▸ Set task:
Can you restate the records below word for word?

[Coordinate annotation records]

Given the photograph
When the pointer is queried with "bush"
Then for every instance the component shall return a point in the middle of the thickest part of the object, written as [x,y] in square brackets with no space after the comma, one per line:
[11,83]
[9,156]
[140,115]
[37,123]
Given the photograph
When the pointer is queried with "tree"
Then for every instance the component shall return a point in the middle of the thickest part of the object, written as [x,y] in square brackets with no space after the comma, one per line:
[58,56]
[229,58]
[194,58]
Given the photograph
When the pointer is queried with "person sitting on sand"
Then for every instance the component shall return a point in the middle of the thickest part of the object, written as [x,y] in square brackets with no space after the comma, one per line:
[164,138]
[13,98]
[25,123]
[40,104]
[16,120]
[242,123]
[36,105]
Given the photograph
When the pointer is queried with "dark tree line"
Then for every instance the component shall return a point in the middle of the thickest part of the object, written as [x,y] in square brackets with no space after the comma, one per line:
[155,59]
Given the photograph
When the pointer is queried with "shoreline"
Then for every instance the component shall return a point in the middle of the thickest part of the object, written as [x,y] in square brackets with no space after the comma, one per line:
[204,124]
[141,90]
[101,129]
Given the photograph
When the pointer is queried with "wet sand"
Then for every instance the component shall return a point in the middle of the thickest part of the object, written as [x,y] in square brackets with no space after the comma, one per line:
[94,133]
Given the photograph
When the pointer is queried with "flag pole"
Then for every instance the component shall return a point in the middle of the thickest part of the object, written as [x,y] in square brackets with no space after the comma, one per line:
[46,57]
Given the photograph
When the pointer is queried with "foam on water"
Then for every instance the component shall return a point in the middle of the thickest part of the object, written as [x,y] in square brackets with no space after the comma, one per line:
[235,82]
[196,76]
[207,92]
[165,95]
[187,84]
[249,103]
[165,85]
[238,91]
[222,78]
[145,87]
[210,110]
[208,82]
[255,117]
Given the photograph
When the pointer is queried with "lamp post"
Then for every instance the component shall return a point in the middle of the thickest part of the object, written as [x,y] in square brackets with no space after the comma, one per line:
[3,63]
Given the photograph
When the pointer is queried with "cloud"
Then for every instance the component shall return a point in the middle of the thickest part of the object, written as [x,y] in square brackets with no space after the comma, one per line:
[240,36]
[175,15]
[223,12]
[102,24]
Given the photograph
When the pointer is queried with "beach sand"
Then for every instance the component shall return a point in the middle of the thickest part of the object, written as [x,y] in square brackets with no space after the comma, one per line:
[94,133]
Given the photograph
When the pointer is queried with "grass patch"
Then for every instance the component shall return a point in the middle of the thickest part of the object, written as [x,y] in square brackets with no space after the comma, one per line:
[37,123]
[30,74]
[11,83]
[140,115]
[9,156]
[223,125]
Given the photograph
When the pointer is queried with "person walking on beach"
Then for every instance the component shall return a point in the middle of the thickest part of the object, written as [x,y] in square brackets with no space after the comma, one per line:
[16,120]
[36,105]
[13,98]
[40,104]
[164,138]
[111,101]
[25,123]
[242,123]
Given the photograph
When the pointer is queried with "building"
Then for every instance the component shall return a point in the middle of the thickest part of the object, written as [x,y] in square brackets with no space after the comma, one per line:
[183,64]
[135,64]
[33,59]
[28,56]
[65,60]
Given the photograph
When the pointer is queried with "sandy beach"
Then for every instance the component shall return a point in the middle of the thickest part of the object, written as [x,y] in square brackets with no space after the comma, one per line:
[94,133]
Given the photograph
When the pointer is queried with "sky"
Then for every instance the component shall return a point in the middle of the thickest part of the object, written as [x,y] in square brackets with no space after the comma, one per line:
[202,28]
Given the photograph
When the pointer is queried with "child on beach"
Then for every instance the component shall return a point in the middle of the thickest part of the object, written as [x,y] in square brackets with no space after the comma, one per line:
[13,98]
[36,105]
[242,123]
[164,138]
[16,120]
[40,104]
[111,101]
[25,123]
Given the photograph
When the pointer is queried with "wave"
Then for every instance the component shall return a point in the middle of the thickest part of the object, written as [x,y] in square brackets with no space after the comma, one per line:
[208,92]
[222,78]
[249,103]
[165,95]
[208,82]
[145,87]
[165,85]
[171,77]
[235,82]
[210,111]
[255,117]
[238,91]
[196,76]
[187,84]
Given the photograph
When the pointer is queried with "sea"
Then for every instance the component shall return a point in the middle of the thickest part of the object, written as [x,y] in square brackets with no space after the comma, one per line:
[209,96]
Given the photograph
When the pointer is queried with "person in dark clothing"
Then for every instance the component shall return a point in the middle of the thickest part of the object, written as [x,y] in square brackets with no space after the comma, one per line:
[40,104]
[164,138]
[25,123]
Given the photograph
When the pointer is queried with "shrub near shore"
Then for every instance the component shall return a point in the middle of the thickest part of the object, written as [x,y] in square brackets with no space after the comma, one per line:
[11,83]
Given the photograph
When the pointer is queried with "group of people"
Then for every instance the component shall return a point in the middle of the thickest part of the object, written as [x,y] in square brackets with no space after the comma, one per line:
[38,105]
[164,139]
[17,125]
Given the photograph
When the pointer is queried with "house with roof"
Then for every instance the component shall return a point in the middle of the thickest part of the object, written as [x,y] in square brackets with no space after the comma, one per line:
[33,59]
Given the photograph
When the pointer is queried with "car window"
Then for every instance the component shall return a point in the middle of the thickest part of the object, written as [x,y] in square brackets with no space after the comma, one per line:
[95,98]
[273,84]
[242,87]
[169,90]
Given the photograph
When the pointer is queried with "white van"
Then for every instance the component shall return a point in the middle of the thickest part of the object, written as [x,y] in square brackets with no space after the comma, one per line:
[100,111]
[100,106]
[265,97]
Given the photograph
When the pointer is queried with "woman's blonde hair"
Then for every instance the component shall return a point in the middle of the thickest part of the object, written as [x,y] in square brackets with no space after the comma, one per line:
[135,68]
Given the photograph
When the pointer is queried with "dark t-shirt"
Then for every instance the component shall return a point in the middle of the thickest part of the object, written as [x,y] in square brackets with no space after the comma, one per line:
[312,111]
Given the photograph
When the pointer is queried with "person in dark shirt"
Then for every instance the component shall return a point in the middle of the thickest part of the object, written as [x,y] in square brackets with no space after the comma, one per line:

▸ Exercise output:
Given the photograph
When the pointer is queried with "bush"
Then for every instance the component shall return a point in the middle of the thickest part of the object, written as [x,y] in square brackets with no space after the comma, one per line:
[11,83]
[9,156]
[140,115]
[37,123]
Given the photograph
When the pointer is queried with "tree"
Then for every instance the component shall return a point in the middle of the thickest part of the object, written as [x,y] in square brackets with no space after the comma, one per line:
[58,56]
[229,58]
[194,58]
Given the photograph
When the pointer is queried with "person sitting on sand"
Then for every instance the component shall return a point in the middle of the thickest part of the object, written as [x,y] in square brackets with no space after the comma, one per line:
[164,138]
[13,98]
[25,123]
[40,104]
[16,120]
[242,123]
[36,105]
Given the photograph
When the pointer is queried with "dark tree line"
Then for every instance the component shall return a point in the middle of the thickest part of the object, written as [x,y] in square brackets with no space after the comma, one per line:
[155,59]
Given the photograph
When the pointer is queried with "shoreline"
Then for every instance the component shall return a point in the middle of the thickest part of the object, written as [x,y] in square brackets with no space after the comma, one per line:
[204,124]
[141,90]
[101,129]
Given the photograph
When the pointer is queried with "wet sand"
Then for every instance the component shall return a point in the middle of the thickest part of the object, written as [x,y] in square brackets with no space after the comma, one per line:
[94,133]
Given the photograph
When the pointer is queried with "flag pole"
Then for every instance the component shall return a point in the middle of the thickest part of the object, written as [x,y] in square brackets with no space after the comma, one per line:
[46,57]
Given the photograph
When the pointer is queried with "foam on water"
Then for every instance the component shall return a point in the middle of the thickest part of the object, written as [x,y] in square brackets with no space after the comma, one per line:
[235,82]
[196,76]
[207,92]
[165,95]
[187,84]
[249,103]
[165,85]
[238,91]
[222,78]
[145,87]
[210,110]
[208,82]
[255,117]
Given the photograph
When the pointer is queried with "lamp post"
Then for every instance the component shall return a point in the middle of the thickest part of the object, written as [x,y] in square brackets with no space after the comma, one per line:
[3,63]
Given the photograph
When the pointer is queried with "cloud"
Then for every instance the component shall return a point in the middle of the thickest part of the object, written as [x,y] in square brackets with no space after the comma, one per line:
[240,36]
[175,15]
[223,12]
[102,24]
Given the photograph
When the pointer is queried with "beach sand"
Then for every instance the component shall return a point in the middle of the thickest part of the object, written as [x,y] in square brackets with no space after the comma, one per line:
[94,133]
Given the photograph
When the pointer is queried with "grass patch"
Then for every instance the component shall return a point in the middle of the thickest part of the object, written as [x,y] in square brackets with no space after the comma, one per line:
[37,123]
[30,74]
[11,83]
[140,115]
[9,156]
[223,125]
Given the photograph
When the pointer is queried with "person walking on beach"
Then for every instance the component shall return a point in the middle of the thickest part of the object, written as [x,y] in square brackets with no space after the comma, one per line:
[16,120]
[36,105]
[13,98]
[40,104]
[164,138]
[111,101]
[25,123]
[242,123]
Given the photograph
When the pointer is queried with "building"
Then for every instance the component shall return a point in the middle of the thickest part of the object, written as [x,y] in square brackets with no space after the comma, one per line:
[183,64]
[135,64]
[33,59]
[28,56]
[65,60]
Given the photograph
When the pointer is queried with "sandy beach"
Then for every instance the component shall return a point in the middle of the thickest part of the object, written as [x,y] in square brackets with no space after the comma, one per line:
[94,133]
Given the photograph
When the pointer is queried with "sky"
Then for every instance the component shall return a point in the middle of the thickest part of the object, written as [x,y] in square brackets with no space after the comma, one per line:
[202,28]
Given the photograph
When the pointer is queried with "child on beach"
Then for every instance the component shall return a point in the middle of the thickest part of the object, written as [x,y] in square brackets with no space after the comma, one per line:
[13,98]
[36,105]
[242,123]
[164,138]
[16,120]
[40,104]
[111,101]
[25,123]
Given the photograph
When the pointer is queried with "wave"
Then for every instance the component shall return a point in the middle of the thickest part of the object, written as [x,y] in square brackets with no space after the comma, one per line:
[208,92]
[222,78]
[249,103]
[165,95]
[208,82]
[145,87]
[165,85]
[171,77]
[235,82]
[210,111]
[255,117]
[238,91]
[196,76]
[187,84]
Given the photograph
When the pointer is queried with "sea"
Then for every instance the component shall return a point in the middle of the thickest part of the object, written as [x,y] in square brackets with no space after the comma, one per line:
[209,96]
Given the photograph
When the pointer is queried with "person in dark clothing"
Then for every instance the component shall return a point in the middle of the thickest part of the object, written as [x,y] in square brackets with no space after the comma, one per line:
[40,104]
[164,138]
[25,123]
Given the photograph
When the pointer is queried with "shrub near shore"
Then for every instance the component shall return a point in the middle of the thickest part of the object, written as [x,y] in square brackets with no space after the comma, one per line:
[11,83]
Given the photograph
When the pointer is queried with "group of people"
Then for every instance the component shall return a point in the middle of the thickest part of the object, written as [x,y] in square brackets with no space after the comma, one per line:
[38,105]
[164,139]
[17,125]
Given the photograph
When the pointer is queried with "house with roof"
Then for every instance the component shall return a point in the middle of the thickest part of the object, written as [x,y] in square brackets with no space after the comma, one per line:
[33,59]
Given the photograph
When the pointer is queried with "car window"
Then for every instance the component shall return a point in the middle of the thickest part of the object, written as [x,y] in square brackets with no space after the comma, one per line:
[95,98]
[273,84]
[242,87]
[169,90]
Given the photograph
When the pointer is queried with "white van"
Then for every instance the component shall return a point in the middle of the thickest part of the object, written as [x,y] in square brackets with no space after the comma, one per line:
[100,111]
[100,106]
[265,97]
Given the photograph
When the pointer is queried with "woman's blonde hair"
Then for every instance the component shall return a point in the middle of the thickest part of the object, written as [x,y] in square brackets with no space after the comma, one per line:
[135,68]
Given the photograph
When the pointer is queried with "dark t-shirt"
Then for every instance the component shall return a point in the middle of the thickest part of the object, written as [x,y] in square brackets with no space after the comma, one per line:
[312,111]
Given the photograph
When the pointer is queried with "person in dark shirt"
Then for every instance the component shall return a point in the middle of the thickest part of the object, written as [x,y] in square brackets with no space after the comma, one per line:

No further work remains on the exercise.